- [Objective] Rewrite all of the lines below as a Markdown table with two columns, Row and Line, giving each line its own numbered row and skipping any blank lines. Leave out the pictures.

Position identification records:
%%
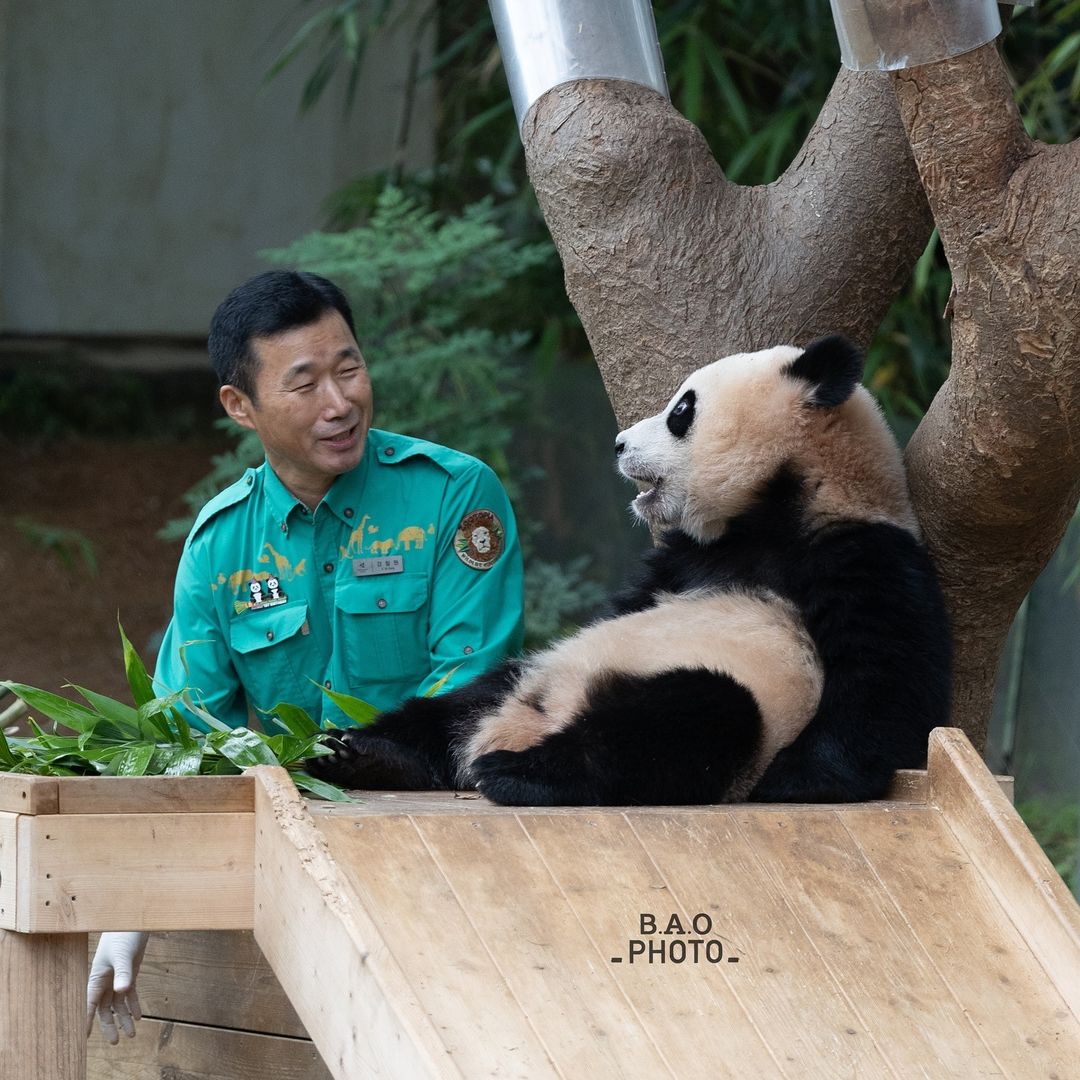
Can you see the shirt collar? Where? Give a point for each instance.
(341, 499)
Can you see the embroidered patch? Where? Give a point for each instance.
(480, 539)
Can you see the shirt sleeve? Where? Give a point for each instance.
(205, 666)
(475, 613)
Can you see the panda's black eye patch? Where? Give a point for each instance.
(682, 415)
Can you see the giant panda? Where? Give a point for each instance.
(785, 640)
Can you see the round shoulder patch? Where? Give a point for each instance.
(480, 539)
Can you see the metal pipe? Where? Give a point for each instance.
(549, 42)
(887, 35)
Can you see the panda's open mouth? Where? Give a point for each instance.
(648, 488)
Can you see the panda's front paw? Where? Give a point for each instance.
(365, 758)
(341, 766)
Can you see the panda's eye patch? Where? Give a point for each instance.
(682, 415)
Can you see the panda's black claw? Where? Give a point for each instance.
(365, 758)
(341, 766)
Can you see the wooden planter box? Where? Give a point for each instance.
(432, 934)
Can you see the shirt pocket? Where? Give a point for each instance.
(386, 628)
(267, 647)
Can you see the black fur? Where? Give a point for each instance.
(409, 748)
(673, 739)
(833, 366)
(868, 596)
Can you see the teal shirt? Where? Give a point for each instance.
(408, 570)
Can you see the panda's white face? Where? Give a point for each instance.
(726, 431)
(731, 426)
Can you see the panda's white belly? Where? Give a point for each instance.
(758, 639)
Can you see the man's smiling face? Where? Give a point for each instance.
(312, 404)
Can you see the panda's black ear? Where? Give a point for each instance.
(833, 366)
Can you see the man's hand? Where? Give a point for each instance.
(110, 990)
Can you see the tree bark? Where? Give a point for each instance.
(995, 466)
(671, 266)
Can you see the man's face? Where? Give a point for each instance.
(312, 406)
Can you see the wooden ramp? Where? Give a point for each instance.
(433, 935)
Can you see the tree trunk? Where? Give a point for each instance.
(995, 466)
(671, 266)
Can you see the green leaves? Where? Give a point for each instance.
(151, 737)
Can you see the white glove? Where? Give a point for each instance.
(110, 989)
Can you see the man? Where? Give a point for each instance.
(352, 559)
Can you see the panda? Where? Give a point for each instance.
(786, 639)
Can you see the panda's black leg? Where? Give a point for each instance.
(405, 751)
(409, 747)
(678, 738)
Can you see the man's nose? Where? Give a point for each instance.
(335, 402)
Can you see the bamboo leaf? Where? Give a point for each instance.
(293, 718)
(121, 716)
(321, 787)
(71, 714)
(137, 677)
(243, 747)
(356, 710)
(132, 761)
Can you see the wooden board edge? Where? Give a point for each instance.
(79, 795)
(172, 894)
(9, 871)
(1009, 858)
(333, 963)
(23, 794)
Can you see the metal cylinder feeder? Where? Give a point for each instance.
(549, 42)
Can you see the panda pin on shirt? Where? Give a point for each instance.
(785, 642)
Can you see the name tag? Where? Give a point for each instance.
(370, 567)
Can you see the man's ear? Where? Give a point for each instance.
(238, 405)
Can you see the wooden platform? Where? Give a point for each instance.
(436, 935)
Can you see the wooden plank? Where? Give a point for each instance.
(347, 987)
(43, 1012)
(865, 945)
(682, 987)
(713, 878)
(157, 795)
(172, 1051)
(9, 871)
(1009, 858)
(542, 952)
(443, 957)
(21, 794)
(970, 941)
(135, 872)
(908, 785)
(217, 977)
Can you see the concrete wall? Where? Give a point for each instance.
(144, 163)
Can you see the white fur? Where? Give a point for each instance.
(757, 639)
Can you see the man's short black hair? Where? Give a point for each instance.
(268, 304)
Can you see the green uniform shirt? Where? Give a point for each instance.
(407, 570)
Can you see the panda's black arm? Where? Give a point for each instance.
%%
- [Correct output]
| Row | Line |
|---|---|
| 1 | Can you see the shirt collar? Where? Give a point for each instance. |
| 2 | (341, 499) |
| 3 | Can you see the embroidered patch? Where? Give a point for each instance. |
| 4 | (480, 539) |
| 5 | Can you see the shirt sleeve? Where? Give a point for each instance. |
| 6 | (205, 666) |
| 7 | (475, 613) |
| 8 | Can you see the panda's black eye patch? Where? Give a point for each instance. |
| 9 | (682, 415) |
| 10 | Can you see the giant panda? Where? Give a point for each instance. |
| 11 | (785, 640) |
| 12 | Can you see the round shoulder patch? Where? Give a point for each instance. |
| 13 | (480, 539) |
| 14 | Can you see the metal pipe? Where? Give a point for each instance. |
| 15 | (549, 42) |
| 16 | (887, 35) |
| 17 | Can you see the panda's open mouth? Where? Give a point for each instance. |
| 18 | (648, 488) |
| 19 | Can you see the panda's front paw? Where? Give a point for each instance. |
| 20 | (365, 758) |
| 21 | (341, 766) |
| 22 | Can you see the panda's eye patch? Where? Give a point for each instance. |
| 23 | (682, 415) |
| 24 | Can you see the panda's black claw? Where? Give a point for each instance. |
| 25 | (365, 758) |
| 26 | (341, 766) |
| 27 | Can you see the wooden planter box? Where? Give a point for each instance. |
| 28 | (432, 934) |
| 29 | Can you see the shirt pocket? Where? Give a point for each instance. |
| 30 | (386, 628) |
| 31 | (267, 647) |
| 32 | Can you see the black fur? Where? Give a point for each instance. |
| 33 | (409, 748) |
| 34 | (673, 739) |
| 35 | (833, 366) |
| 36 | (868, 596) |
| 37 | Can you see the teal shirt? Where? Give a point for each instance. |
| 38 | (408, 570) |
| 39 | Can you see the panda's white face? Where? Give a point for each instance. |
| 40 | (726, 431) |
| 41 | (731, 426) |
| 42 | Can you see the panda's white belly? Where? Give a point for each instance. |
| 43 | (758, 639) |
| 44 | Can you see the man's smiling face? Where? Give a point for each instance. |
| 45 | (312, 404) |
| 46 | Can you see the panda's black ear? Where? Give a point for each instance. |
| 47 | (833, 366) |
| 48 | Can you see the man's hand? Where? Give a point for each instance. |
| 49 | (110, 990) |
| 50 | Can you see the tree bark? Where? Give a point for each instance. |
| 51 | (995, 466) |
| 52 | (671, 266) |
| 53 | Can you see the man's face? Where? Give a point for each instance. |
| 54 | (312, 406) |
| 55 | Can you see the wooden ramp? Where? Give a point for each instance. |
| 56 | (433, 935) |
| 57 | Can you see the tree trunk? Where? Give a point for each instance. |
| 58 | (995, 466) |
| 59 | (671, 266) |
| 60 | Can you see the green leaves? Where? Give a point for each instance. |
| 61 | (151, 737) |
| 62 | Can you see the white glove? Where? Give a point for each instance. |
| 63 | (110, 989) |
| 64 | Can you see the man? Where? Give a point for each instance. |
| 65 | (352, 559) |
| 66 | Can you see the panda? Where? Give a point for each instance. |
| 67 | (786, 639) |
| 68 | Can you see the panda's black leg? Where? Give a point for each instance. |
| 69 | (405, 751) |
| 70 | (409, 747) |
| 71 | (678, 738) |
| 72 | Can you see the man's nose? Where? Give a point for each instance. |
| 73 | (335, 402) |
| 74 | Can you see the bamboo leaf? Where? Give a point for each instance. |
| 75 | (293, 718) |
| 76 | (121, 716) |
| 77 | (321, 787) |
| 78 | (71, 714) |
| 79 | (137, 677) |
| 80 | (243, 747) |
| 81 | (356, 710) |
| 82 | (132, 761) |
| 83 | Can you see the wooden board edge? Where? Give a point for each instance. |
| 84 | (79, 795) |
| 85 | (172, 894) |
| 86 | (9, 871) |
| 87 | (1009, 858) |
| 88 | (333, 963) |
| 89 | (23, 794) |
| 90 | Can you see the metal cylinder feeder? Where? Give a point for each instance. |
| 91 | (549, 42) |
| 92 | Can you see the panda pin on shirt? Where? Give a point for each instance. |
| 93 | (785, 642) |
| 94 | Can you see the name tag? Where? Give a point for each instance. |
| 95 | (370, 567) |
| 96 | Can you see the man's ear? Where? Give a point for each instance. |
| 97 | (238, 405) |
| 98 | Can you see the wooden platform? Where? Give a point for each instance. |
| 99 | (436, 935) |
| 100 | Can you see the wooden plank? Where? Give a point for each instance. |
| 101 | (347, 987) |
| 102 | (43, 1012) |
| 103 | (865, 945) |
| 104 | (682, 987) |
| 105 | (713, 878) |
| 106 | (157, 795) |
| 107 | (172, 1051) |
| 108 | (9, 871) |
| 109 | (1009, 858) |
| 110 | (542, 952) |
| 111 | (443, 957) |
| 112 | (21, 794) |
| 113 | (970, 941) |
| 114 | (135, 872) |
| 115 | (908, 785) |
| 116 | (217, 977) |
| 117 | Can you see the concrete wall? Where? Give a point for each instance. |
| 118 | (144, 163) |
| 119 | Can you see the white fur? Where? Give a point for each instance. |
| 120 | (757, 639) |
| 121 | Can you see the man's short black hair? Where? Give a point for each instance. |
| 122 | (268, 304) |
| 123 | Can you see the green uniform shirt? Where? Give a point for each instance. |
| 124 | (407, 570) |
| 125 | Can you see the panda's black arm? Where? Give a point for each instance. |